_Directions for this task_. Write out the entire listing below exactly as it appears, minus any pictures.

++++ Input ++++

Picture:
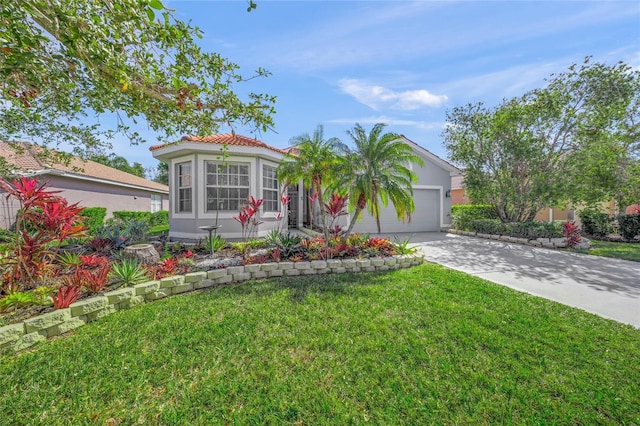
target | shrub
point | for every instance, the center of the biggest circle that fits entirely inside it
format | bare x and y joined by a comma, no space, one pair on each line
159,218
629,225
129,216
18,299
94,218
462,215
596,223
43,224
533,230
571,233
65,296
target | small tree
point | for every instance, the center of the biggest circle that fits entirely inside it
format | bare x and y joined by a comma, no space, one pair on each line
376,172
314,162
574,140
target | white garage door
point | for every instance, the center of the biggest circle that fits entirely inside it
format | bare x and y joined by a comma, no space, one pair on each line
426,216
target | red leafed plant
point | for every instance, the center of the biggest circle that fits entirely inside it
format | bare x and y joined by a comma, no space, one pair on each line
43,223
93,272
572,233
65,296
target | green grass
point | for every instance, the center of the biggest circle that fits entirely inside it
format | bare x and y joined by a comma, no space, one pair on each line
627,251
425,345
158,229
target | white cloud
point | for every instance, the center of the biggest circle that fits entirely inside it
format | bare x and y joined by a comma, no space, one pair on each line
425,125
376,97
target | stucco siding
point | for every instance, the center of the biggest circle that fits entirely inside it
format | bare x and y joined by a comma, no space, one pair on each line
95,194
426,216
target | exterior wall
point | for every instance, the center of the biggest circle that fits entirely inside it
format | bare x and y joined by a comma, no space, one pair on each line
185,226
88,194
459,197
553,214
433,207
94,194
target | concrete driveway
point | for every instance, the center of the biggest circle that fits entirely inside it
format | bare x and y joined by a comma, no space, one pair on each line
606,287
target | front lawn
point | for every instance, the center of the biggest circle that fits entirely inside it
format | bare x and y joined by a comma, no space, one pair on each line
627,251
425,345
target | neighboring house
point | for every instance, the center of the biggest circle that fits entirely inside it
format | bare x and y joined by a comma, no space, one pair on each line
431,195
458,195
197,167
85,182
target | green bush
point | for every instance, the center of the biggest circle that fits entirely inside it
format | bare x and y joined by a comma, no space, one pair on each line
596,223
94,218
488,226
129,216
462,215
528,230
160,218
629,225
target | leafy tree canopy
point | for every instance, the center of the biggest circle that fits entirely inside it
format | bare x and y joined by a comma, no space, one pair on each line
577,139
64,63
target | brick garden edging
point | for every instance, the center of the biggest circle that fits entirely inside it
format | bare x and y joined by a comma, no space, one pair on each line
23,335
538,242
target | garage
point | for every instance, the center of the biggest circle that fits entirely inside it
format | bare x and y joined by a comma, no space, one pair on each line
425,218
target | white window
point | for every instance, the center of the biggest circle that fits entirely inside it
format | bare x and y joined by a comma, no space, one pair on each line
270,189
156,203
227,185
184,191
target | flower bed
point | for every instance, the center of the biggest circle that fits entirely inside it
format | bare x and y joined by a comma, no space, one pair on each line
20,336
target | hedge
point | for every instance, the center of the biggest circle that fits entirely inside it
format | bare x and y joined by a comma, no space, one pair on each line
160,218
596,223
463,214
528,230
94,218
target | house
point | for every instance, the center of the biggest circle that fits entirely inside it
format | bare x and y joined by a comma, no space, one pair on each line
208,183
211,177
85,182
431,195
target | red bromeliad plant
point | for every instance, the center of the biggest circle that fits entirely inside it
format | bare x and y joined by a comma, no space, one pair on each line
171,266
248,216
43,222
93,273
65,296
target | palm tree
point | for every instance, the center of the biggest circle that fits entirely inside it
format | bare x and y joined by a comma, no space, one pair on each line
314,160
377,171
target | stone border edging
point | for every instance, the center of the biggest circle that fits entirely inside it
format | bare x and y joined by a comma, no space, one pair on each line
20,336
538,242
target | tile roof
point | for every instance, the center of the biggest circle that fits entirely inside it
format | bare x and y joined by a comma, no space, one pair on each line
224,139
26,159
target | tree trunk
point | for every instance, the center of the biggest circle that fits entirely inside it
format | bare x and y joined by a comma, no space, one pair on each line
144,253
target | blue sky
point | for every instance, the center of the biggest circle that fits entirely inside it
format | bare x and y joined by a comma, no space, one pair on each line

++++

_Final answer_.
Picture:
target | shrub
point | for every instance, the center of the biggest circle that fits entirely inside it
format | bare x and y joined by a comma, no space, one pair on each line
159,218
629,225
129,216
18,299
94,218
462,215
596,223
43,224
533,230
571,233
65,296
target | small tree
point | for every instance, the center of the biggest circle that fits entirely inside it
format | bare x and y joined by a comma, no space, one pair on each line
376,172
314,162
574,140
target | white garage door
point | for every instance, the center of the biggest circle that fits entirely inside it
format | bare x and y joined by a comma, no space, one pair on each line
426,216
target | red leafed plant
point | for every instance, the center of the biggest circle that fits entirely inside it
format | bare x and y joined by a comma, no space, one pair on each line
43,223
93,272
572,233
65,296
target | green grass
point | for every instance, the center of the biggest circle that fits entirely inside it
format | bare x and y joined by a comma, no space, one pair on each line
627,251
425,345
158,229
target | white cloud
point | for every instance, the center of the biggest circle that fits entirely inside it
format | bare x and y joined by a comma, no space, one pair on each line
425,125
376,97
target | stucco siding
point | for every instance, the center of the biggest circle that fits entirely inside it
format | bare x and y joined by a comma, no space, one pair on each line
95,194
426,216
target | exterior wall
point | for every instance, the center of the biggest circle that fits entirely inside it
format | bare x and y joined by a comma, no space, one pair on each line
185,226
88,194
459,197
553,214
433,207
94,194
target | concrete driveway
point | for every instance, the center of the biggest circle that fits entirely inside it
format | bare x and y joined by a comma, no space, one pair on each line
606,287
target | front lawn
point | for every instance, the center of the biggest circle that fits entirely inside it
format | bare x and y joined by a comma, no space, one pair on each line
627,251
425,345
target | neighboring house
point | for every instance, the center of the biggest circle that fits entirely inside it
format | bare x and y joined by a comma, no space, one pair on each line
431,195
458,195
197,167
85,182
target | green bush
point | for every instance, the center of the biggest circle that fits entirely inside it
format | bare x and y joined by a comma, no space, one pair on each line
596,223
94,218
488,226
129,216
462,215
528,230
160,218
629,225
target | leafy tree canopy
point | for every instance, the center of the biggest circle that fits entirely inside it
format | bare x and y joined by a comma, no space, one pair on each line
577,139
64,63
target | brick garden edging
point | for every instance, the center of the biggest circle that fits entirely inside it
format | bare x and y joined by a comma, no space, one pair on each line
23,335
538,242
target | garage
point | for every instance, the center of the biggest circle that fits entirely inside it
format | bare x and y joined by a comma, no space, one pair on each line
425,218
target | white window
point | for every instance, the center of the biggest circle that fits entirely inside it
format | bare x and y joined by a comma, no space, one pair on each line
270,189
156,203
227,185
184,191
target | flower bed
point | for every instance, the center of the biggest circle that fits entirely inside it
format | bare x and y joined by a comma, no space, one pair on each line
20,336
target | hedge
point | for every instance, the center of the biggest circle that fits entirely inside it
format | bare x and y joined by a comma, no space, one pair on each line
160,218
596,223
463,214
528,230
94,218
target | house
point | for every instance, the center of the biggest circle that fits entirely inside it
format | bare x and y joined by a comma, no space, one pair on each line
208,183
211,177
85,182
431,195
target | red bromeliad plant
point | for every instance, the center of the biggest circle that fits entirely inside it
format | bare x and y joined by a comma, no space, one pair on each line
171,266
248,216
43,222
93,273
65,296
target | palm tree
point | for every instance, the center of the biggest circle that fits entirely inside it
format | bare x and y joined by a comma, no space, one pair on each line
314,160
377,171
target | stone border edging
point | for every instance, the center of the biggest circle that fits entirely inside it
format | bare x and y joined by a comma, no space, one pair on each line
20,336
538,242
target | tile roof
point | for every instance, the center of the biggest circle that fits entirely inside it
format | bare x and y joined by a comma, no space, one pair on each line
224,139
26,159
target | tree trunk
point | for every instance, the center of the biggest circle that fits entirely inside it
format | bare x and y joined by a comma, no space, one pair on each line
144,253
target | blue sky
point | for every instance, the center of the biggest circle that fits entirely inside it
format | bare x and y joined by a comma, no space, one pair on each line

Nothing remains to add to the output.